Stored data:

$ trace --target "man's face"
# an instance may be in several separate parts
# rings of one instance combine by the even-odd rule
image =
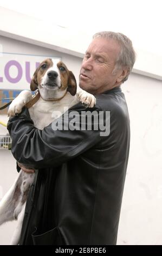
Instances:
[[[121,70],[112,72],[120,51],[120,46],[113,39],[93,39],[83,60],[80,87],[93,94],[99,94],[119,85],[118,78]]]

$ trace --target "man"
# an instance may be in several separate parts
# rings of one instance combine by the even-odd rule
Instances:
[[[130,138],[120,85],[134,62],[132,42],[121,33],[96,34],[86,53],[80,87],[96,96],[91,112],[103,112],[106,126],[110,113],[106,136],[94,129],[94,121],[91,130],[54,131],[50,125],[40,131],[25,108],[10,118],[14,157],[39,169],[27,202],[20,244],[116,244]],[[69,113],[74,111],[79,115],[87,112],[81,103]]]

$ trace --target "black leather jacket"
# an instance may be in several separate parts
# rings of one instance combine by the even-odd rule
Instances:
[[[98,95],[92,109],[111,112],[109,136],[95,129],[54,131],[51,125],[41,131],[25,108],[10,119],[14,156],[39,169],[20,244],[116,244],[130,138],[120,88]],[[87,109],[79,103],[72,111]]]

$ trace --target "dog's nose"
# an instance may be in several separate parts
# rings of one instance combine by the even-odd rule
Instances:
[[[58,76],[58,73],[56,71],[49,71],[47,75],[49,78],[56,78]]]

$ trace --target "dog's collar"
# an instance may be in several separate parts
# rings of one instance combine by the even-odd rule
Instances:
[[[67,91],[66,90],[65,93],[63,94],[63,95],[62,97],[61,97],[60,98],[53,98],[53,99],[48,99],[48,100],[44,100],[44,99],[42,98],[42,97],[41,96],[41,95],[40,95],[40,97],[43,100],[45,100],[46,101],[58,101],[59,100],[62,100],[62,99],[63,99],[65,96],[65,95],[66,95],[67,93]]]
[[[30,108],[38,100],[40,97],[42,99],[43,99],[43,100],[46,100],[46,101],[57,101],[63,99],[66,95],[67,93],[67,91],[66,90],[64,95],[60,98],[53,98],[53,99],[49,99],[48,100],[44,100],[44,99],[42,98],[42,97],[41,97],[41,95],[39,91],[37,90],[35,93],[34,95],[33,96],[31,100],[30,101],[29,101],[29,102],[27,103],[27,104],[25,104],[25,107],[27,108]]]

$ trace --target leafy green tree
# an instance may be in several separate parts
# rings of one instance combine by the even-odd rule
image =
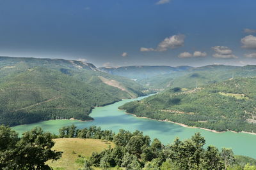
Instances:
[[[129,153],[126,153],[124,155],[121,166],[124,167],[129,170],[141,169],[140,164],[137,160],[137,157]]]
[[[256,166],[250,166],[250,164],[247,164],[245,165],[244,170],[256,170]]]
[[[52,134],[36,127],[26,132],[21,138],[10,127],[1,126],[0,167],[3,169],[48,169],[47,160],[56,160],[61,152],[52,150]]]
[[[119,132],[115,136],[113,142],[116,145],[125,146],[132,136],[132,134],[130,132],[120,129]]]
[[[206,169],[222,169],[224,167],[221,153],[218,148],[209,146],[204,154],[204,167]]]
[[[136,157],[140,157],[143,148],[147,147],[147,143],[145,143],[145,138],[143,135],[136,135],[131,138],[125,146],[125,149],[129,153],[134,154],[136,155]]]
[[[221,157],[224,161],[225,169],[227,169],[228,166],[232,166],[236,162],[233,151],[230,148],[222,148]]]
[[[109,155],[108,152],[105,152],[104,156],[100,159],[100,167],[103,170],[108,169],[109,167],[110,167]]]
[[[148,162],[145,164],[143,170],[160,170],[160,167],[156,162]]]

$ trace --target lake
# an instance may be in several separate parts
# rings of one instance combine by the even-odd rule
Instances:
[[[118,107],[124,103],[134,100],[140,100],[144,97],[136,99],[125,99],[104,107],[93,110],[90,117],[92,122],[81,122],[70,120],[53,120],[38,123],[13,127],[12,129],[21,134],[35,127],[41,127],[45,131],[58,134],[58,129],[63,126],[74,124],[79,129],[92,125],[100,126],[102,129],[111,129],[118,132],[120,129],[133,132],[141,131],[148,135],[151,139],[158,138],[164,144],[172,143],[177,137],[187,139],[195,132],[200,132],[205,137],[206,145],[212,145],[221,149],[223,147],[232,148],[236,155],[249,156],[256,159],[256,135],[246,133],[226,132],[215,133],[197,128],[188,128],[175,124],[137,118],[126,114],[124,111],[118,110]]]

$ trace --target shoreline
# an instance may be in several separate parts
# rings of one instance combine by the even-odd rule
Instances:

# [Brief]
Repeat the lines above word for word, from first to last, omitting the pictures.

# [Answer for the task]
$ trace --target "man's face"
# an instance may be in several separate parts
# rings of one instance combine by the even-odd rule
image =
Instances:
[[[121,70],[112,72],[120,51],[120,46],[113,39],[93,39],[83,60],[80,87],[93,94],[99,94],[119,85],[118,78]]]

$ trace --target "man"
# an instance may be in several separate parts
# rings of one instance combine by the even-odd rule
Instances:
[[[130,138],[120,85],[134,62],[132,42],[121,33],[96,34],[86,53],[80,87],[96,96],[91,112],[103,112],[106,126],[110,113],[106,136],[94,129],[94,121],[91,130],[54,131],[50,125],[40,131],[25,108],[10,118],[14,157],[39,169],[27,202],[20,244],[116,244]],[[69,113],[74,111],[79,115],[87,112],[81,103]]]

$ trace --target "black leather jacket"
# an instance may be in several separate parts
# rings of one instance combine by the even-odd rule
Instances:
[[[98,95],[92,109],[111,112],[109,136],[95,129],[54,131],[51,125],[41,131],[25,108],[10,119],[14,156],[39,169],[20,244],[116,244],[130,138],[120,88]],[[87,109],[79,103],[72,111]]]

$ trace --target "dog's nose"
# an instance may be in several separate parts
# rings of one instance combine by the even-odd rule
Instances:
[[[58,76],[58,73],[56,71],[49,71],[47,75],[49,78],[56,78]]]

$ trace --target "dog's collar"
# an instance may be in several separate parts
# rings of one instance combine by the even-odd rule
Instances:
[[[67,91],[66,90],[65,93],[63,94],[63,95],[62,97],[61,97],[60,98],[53,98],[53,99],[48,99],[48,100],[44,100],[44,99],[42,98],[42,97],[41,96],[41,95],[40,95],[40,97],[43,100],[45,100],[46,101],[58,101],[59,100],[62,100],[62,99],[63,99],[65,96],[65,95],[66,95],[67,93]]]
[[[30,108],[38,100],[40,97],[42,99],[43,99],[43,100],[46,100],[46,101],[57,101],[63,99],[66,95],[67,93],[67,91],[66,90],[64,95],[60,98],[53,98],[53,99],[49,99],[48,100],[44,100],[44,99],[42,98],[42,97],[41,97],[41,95],[39,91],[37,90],[35,93],[34,95],[33,96],[31,100],[30,101],[29,101],[29,102],[27,103],[27,104],[25,104],[25,107],[27,108]]]

$ trace --target leafy green tree
# an instance may be in several separate parts
# rings of one instance combine by the even-odd rule
image =
Instances:
[[[129,153],[126,153],[124,155],[121,166],[124,167],[129,170],[141,169],[140,164],[137,160],[137,157]]]
[[[256,166],[250,166],[250,164],[247,164],[245,165],[244,170],[256,170]]]
[[[52,134],[36,127],[26,132],[21,138],[10,127],[1,126],[0,167],[3,169],[48,169],[47,160],[56,160],[61,152],[52,150]]]
[[[119,132],[115,136],[113,142],[116,145],[125,146],[132,136],[132,134],[130,132],[120,129]]]
[[[206,169],[222,169],[224,167],[221,153],[218,148],[209,146],[204,154],[204,167]]]
[[[136,157],[140,157],[143,148],[147,147],[147,143],[145,143],[145,138],[143,135],[136,135],[131,138],[125,146],[125,149],[129,153],[134,154],[136,155]]]
[[[221,157],[224,161],[225,169],[227,169],[228,166],[232,166],[236,162],[233,151],[230,148],[222,148]]]
[[[109,155],[108,152],[105,152],[104,156],[100,159],[100,167],[103,170],[108,169],[109,167],[110,167]]]
[[[148,162],[145,164],[143,170],[160,170],[160,167],[156,162]]]

$ trace --target lake
# an instance may be in several separate parts
# rings of one instance combine by the even-odd rule
Instances:
[[[118,107],[124,103],[134,100],[140,100],[144,97],[136,99],[125,99],[104,107],[93,110],[90,117],[92,122],[81,122],[70,120],[53,120],[38,123],[13,127],[12,129],[21,134],[35,127],[41,127],[45,131],[58,134],[58,129],[63,126],[74,124],[79,129],[92,125],[100,126],[102,129],[111,129],[118,132],[120,129],[133,132],[141,131],[148,135],[151,139],[158,138],[164,144],[172,143],[177,137],[187,139],[195,132],[200,132],[205,137],[206,145],[212,145],[221,149],[223,147],[232,148],[236,155],[249,156],[256,159],[256,135],[246,133],[226,132],[215,133],[197,128],[188,128],[175,124],[137,118],[126,114],[124,111],[118,110]]]

$ trace --target shoreline
# an instance may be in several separate parts
# rings of one instance combine by the even-odd rule
Instances:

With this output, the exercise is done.